PROBLEM A
According to the introduction on diagnosing appendicitis, what was the negative appendectomy rate in the large North American study?
PROBLEM B
Reproduce the passage from the introduction on diagnosing appendicitis between "Scoring systems have" and "with appendicitis [10].", inclusive.

PASSAGE PROVIDED
|---|
Introduction

In 1880, Robert Lawson Tait performed the first appendectomy for appendicitis in England [1]. Now, more than 130 years later, this most common of all surgical diseases can still be a diagnostic problem. This is demonstrated by the high negative laparotomy rates documented in the literature. A study performed in 2005 in the Netherlands found that approximately 15% of the patients underwent a negative appendectomy, a number similar to another large Swedish study [2]. The negative appendectomy rate was 13% in another large North American study [3].

It is safe to assume that the negative laparotomy rate declined to approximately 10% with the routine use of ultrasonography (US) [4]. The higher sensitivity of computed tomography (CT) seems to have had an even greater effect on the negative laparotomy rate, which has decreased even further to 5–10% [4, 5]. In many European countries, most surgeons still consider acute appendicitis to be a clinical diagnosis and do not routinely perform imaging studies [6].

Scoring systems have been designed to aid in the clinical assessment of patients with acute appendicitis. The Alvarado score is the most well known and best performing in validation studies, but it has some drawbacks [79]. Its construction was based on a review of patients who had been operated with suspicion of appendicitis, whereas the score is supposed to be used on all patients with suspicion of appendicitis. Also, the score does not incorporate C-reactive protein as a variable, although many studies have shown the importance of C-reactive protein in the assessment of patients with appendicitis [10].
|---|
Point-per-instance localization data
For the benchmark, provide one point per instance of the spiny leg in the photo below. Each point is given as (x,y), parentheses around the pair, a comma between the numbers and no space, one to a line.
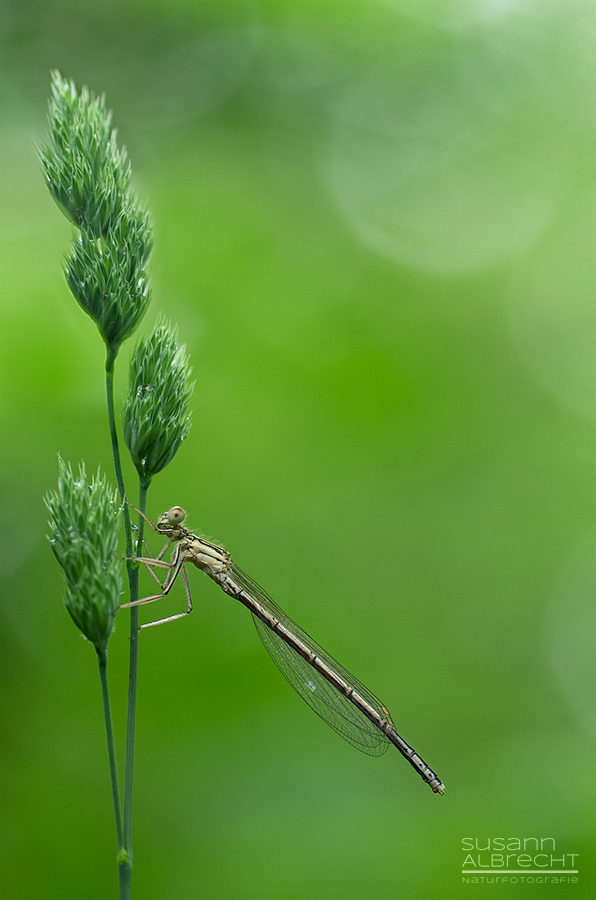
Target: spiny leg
(178,615)
(174,567)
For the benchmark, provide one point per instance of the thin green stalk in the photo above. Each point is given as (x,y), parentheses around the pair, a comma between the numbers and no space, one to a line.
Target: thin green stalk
(132,681)
(102,656)
(125,846)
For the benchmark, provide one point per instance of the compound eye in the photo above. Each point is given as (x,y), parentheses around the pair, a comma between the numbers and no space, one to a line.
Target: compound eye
(175,516)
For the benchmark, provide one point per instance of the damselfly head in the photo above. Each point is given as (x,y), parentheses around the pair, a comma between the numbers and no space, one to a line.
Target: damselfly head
(172,519)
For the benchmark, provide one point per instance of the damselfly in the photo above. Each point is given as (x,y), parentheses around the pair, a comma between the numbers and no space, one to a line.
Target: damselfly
(334,694)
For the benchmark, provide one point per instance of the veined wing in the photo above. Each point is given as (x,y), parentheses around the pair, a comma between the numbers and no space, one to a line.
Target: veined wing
(321,695)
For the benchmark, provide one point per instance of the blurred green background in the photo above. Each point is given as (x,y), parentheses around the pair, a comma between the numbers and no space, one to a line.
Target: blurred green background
(375,229)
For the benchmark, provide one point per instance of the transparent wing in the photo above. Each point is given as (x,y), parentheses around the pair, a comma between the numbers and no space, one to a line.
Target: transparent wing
(328,703)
|---|
RESPONSE AREA A
13%

RESPONSE AREA B
Scoring systems have been designed to aid in the clinical assessment of patients with acute appendicitis. The Alvarado score is the most well known and best performing in validation studies, but it has some drawbacks [79]. Its construction was based on a review of patients who had been operated with suspicion of appendicitis, whereas the score is supposed to be used on all patients with suspicion of appendicitis. Also, the score does not incorporate C-reactive protein as a variable, although many studies have shown the importance of C-reactive protein in the assessment of patients with appendicitis [10].